◆ SOURCE EXTRACT:
*** Block opens ***

Chemsex, a documentary by William Fairman and Max Gogarty, examines the
burgeoning popularity of chemically-enhanced sexual encounters among
young gay men. Following self-confessed ‘slammers’ and the health
workers who are trying to encourage safe sex, Chemsex examines how
addictive pleasures can feed self-destruction and despair. Chemsex,
which played at the London film festival last month, will be released in
the UK on Friday 4 December
Guardian online - present a 'clip from documentary about the fight to save lives ruined by drug and sex dependence' [sic].
*******
[Scary music] We see David Stuart, the Mother Teresa Of Dean Street, walking round his palatial gay men's drugs clinic talking about 'hordes of gay men self-medicating their way through complicated sexual identity and experience [sic] with really harmful drugs.'
'Average number of sexual partners? Sometimes as many as...'
Have to stop him there, as you can't estimate an average by saying 'sometimes as many as'.
Cut to Simon, he's just got back home after having chemsex; 'Had a good time', says the poor wretched and dejected soul.
He tells us his tragic life story; 'school and family were pretty much fine, I had no complaints and was pretty fortunate with that. I'd never experienced misery, depresson, anxiety; I don't know whyfore I do this to myself...'
He says he also had some GHB earlier; 'So it was good.'
Which might answer his own question.
Fin.
Why won't he admit to his 'self-destruction and despair'!!??
False memory syndrome!!
PS The Guardian should perhaps have mentioned that Chemsex director, Max Gogarty, is this guy; Hate mail hell of a gap-year blogger: Cyber-bullies who attacked young author are accused of class hatred.
When Max Gogarty, a 19-year-old gap-year student, landed a coveted blogging spot on which to chronicle his two-month backpacking adventure around India and Thailand, he could have never predicted how his moment of triumph would backfire so spectacularly.
But within 24 hours of his first posting on the guardian.co.uk travel pages, the teenager was swamped by a tidal wave of internet hate mail as he became a victim of the phenomenon of 'going viral'. As the north London teenager was touching down in Mumbai, hundreds of comments - many vitriolic - were appearing not only on his blog, but on scores of message boards and social networking forums, including Facebook and high-profile gossip sites such as Holy Moly.
The astonishing reaction was provoked when surfers spotted that he had the same surname as Paul Gogarty, a travel writer who occasionally contributes to the Guardian. Readers presumed he was a privileged public school boy whose father had secured him the blog spot and whose gap-year travels were being funded by the newspaper...
Poor thing.
NB Chemsex is a Vice film. Their last gay-themed documentary was Searching For Spitman; 'Why are young men on London's council estates performing deviant acts on
a person they call "Spitman"? This is a journey through the depths of
West London. A story of what some of the young men on these estates will
do for money...'
So, obviously they're not interested in sensationalism about some 'seedy' hidden world.
PS The directors of Chemsex, Gogarty and William Fairman, are both straight. Perhaps making this documentary was like a cinematic gap year for young Max, rich boy's tourism, and a venture into a wild, exotic other?

*** Block closes ***

◆ EXERCISE 1: Translate this sentence from the Chemsex post into Spanish: "Have to stop him there, as you can't estimate an average by saying 'sometimes as many as'."
◆ EXERCISE 2: Please explain, in one to three sentences, why Max Gogarty received a wave of hate mail after his first blog posting, according to the Chemsex post.
You won't need the listing to do this work.

◆ DATASET ENTRIES:
*** Block opens ***

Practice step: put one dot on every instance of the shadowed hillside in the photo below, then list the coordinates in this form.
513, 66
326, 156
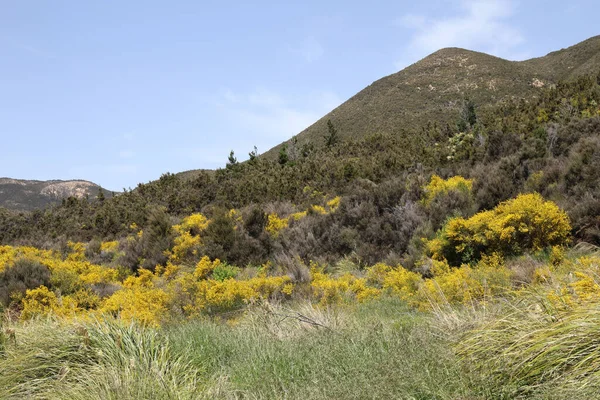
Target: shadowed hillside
433, 90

*** Block closes ***

◆ RESPONSE 1: Hay que detenerlo ahí, ya que no se puede estimar un promedio diciendo «a veces hasta».

◆ RESPONSE 2: Readers noticed that he shared a surname with Paul Gogarty, a travel writer who occasionally contributes to the Guardian. They assumed he was a privileged public school boy whose father had gotten him the blog spot and whose gap-year travels the newspaper was paying for.